== Material provided ==
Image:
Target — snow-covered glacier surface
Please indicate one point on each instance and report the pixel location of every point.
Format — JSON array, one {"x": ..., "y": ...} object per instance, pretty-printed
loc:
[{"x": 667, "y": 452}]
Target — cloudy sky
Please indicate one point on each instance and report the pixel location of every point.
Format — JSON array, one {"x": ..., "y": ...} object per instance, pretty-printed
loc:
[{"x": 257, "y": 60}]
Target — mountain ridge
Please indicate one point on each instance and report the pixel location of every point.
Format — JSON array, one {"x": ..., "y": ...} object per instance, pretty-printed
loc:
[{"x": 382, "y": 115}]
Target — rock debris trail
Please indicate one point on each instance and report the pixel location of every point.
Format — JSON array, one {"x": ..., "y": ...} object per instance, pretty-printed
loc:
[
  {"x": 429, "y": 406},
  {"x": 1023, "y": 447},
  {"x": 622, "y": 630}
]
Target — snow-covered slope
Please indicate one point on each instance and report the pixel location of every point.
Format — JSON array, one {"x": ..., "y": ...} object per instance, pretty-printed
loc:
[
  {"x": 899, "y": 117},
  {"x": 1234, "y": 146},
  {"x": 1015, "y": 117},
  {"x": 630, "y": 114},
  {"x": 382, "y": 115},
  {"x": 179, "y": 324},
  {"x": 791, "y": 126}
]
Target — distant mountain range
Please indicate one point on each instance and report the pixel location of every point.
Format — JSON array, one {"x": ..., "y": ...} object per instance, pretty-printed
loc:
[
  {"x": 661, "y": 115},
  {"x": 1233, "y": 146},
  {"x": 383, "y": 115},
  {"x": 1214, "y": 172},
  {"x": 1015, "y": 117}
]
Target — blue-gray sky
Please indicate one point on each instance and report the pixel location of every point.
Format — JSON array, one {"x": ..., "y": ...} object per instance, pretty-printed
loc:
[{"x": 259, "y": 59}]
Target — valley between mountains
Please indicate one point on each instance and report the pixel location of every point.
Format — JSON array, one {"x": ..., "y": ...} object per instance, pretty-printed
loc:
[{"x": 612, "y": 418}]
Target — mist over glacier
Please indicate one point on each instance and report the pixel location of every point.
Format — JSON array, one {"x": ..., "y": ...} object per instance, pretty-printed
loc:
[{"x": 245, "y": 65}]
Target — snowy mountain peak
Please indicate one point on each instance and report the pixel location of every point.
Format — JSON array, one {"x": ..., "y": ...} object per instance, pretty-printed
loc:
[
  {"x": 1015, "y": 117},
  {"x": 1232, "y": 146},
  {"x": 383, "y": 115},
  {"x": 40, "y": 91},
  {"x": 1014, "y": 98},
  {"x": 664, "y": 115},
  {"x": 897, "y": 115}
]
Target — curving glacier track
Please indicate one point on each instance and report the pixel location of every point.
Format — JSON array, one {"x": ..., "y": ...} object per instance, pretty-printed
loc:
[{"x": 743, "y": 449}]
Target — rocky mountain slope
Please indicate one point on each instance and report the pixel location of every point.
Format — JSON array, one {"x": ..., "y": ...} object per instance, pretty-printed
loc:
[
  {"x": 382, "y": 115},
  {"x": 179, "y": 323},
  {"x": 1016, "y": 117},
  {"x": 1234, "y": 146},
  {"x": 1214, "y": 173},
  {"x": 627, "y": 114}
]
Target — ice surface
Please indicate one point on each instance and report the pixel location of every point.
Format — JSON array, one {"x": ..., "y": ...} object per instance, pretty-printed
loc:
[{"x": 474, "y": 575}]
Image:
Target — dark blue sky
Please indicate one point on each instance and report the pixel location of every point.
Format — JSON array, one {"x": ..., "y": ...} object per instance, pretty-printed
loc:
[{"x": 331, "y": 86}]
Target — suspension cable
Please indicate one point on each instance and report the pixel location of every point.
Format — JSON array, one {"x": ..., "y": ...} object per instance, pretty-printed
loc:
===
Exercise prompt – Exactly as written above, set down the whole listing again.

Task result –
Image:
Target — snow-covered glacier surface
Please indicate one point on each instance and report the pixel location of every point.
Format — JSON array, one {"x": ..., "y": ...} object per instance, pretty-printed
loc:
[{"x": 667, "y": 452}]
Target — cloudy sky
Please indicate one point on each instance and report the pixel location of every point.
Format — JSON array, one {"x": ..., "y": ...} object per instance, pretty-printed
loc:
[{"x": 257, "y": 60}]
Target — mountain ridge
Please indicate one point on each instance and report the pixel location of every point.
Format — JSON array, one {"x": ..., "y": ...} object per instance, pretty-printed
loc:
[{"x": 382, "y": 115}]
Target — rock debris trail
Please indicate one point on each instance and report the pixel location of every point.
Format — JSON array, one {"x": ..., "y": ...} object per instance, pretty-printed
loc:
[
  {"x": 429, "y": 406},
  {"x": 1023, "y": 447},
  {"x": 622, "y": 630}
]
Target — snow-covered slope
Please indicate one point on each instance and report the pixel location of every point.
Format — JSON array, one {"x": ..., "y": ...} object per instance, pretty-printed
loc:
[
  {"x": 899, "y": 117},
  {"x": 1234, "y": 146},
  {"x": 1015, "y": 117},
  {"x": 630, "y": 114},
  {"x": 382, "y": 115},
  {"x": 179, "y": 324},
  {"x": 791, "y": 126}
]
Target — distant mountain range
Please indicate one point on each instance and report the pixel location of every point.
Format — JSON array, one {"x": ..., "y": ...} object per instance, pretty-printed
loc:
[
  {"x": 661, "y": 115},
  {"x": 1233, "y": 146},
  {"x": 383, "y": 115},
  {"x": 1214, "y": 172},
  {"x": 1015, "y": 117}
]
Target — blue-gray sky
Please indicate one point on each instance and report the pixel location of every point.
Format — JSON array, one {"x": ..., "y": ...} object per instance, pretty-printed
loc:
[{"x": 259, "y": 59}]
Target — valley between mountains
Please indicate one point on each instance and report the pixel location of every point.
Format — JSON array, one {"x": ..., "y": ...} object per instance, pretty-printed
loc:
[{"x": 612, "y": 418}]
Target — mist over glacier
Please indicate one point on each instance and report the pixel location of every point.
Format — JSON array, one {"x": ..., "y": ...} object per instance, pretty-printed
loc:
[{"x": 245, "y": 65}]
Target — snowy mountain peak
Please indicate one point on each instance and report the pixel location of every point.
Format — JSON array, one {"x": ..., "y": ...} object per instance, pretty-printed
loc:
[
  {"x": 1015, "y": 117},
  {"x": 1232, "y": 146},
  {"x": 383, "y": 115},
  {"x": 40, "y": 91},
  {"x": 1014, "y": 98},
  {"x": 664, "y": 115},
  {"x": 897, "y": 115}
]
Target — curving glacier track
Please indicate one point on each instance and report the pixel location of every point.
Format — JSON array, one {"x": ..., "y": ...} object per instance, pretty-printed
loc:
[{"x": 743, "y": 449}]
Target — rocky mountain slope
Please indicate one point on each instance and report the pixel location of every point.
Format — JSON array, one {"x": ..., "y": ...} object per instance, pretty-printed
loc:
[
  {"x": 382, "y": 115},
  {"x": 179, "y": 323},
  {"x": 1016, "y": 117},
  {"x": 1234, "y": 146},
  {"x": 1214, "y": 173},
  {"x": 627, "y": 114}
]
Target — ice surface
Please indicate one point on each instance and report the pixel location of every point.
Format — JSON array, one {"x": ..., "y": ...} object per instance, pretty-printed
loc:
[{"x": 474, "y": 575}]
Image:
Target — dark blue sky
Please indicate one point on each instance and report the pixel location of every point.
Format — JSON array, one {"x": ..., "y": ...} object per instance, pretty-printed
loc:
[{"x": 331, "y": 86}]
Target — suspension cable
Please indicate one point on each instance and report the pixel location of every point.
Format — JSON array, one {"x": ..., "y": ...} object per instance, pretty-printed
loc:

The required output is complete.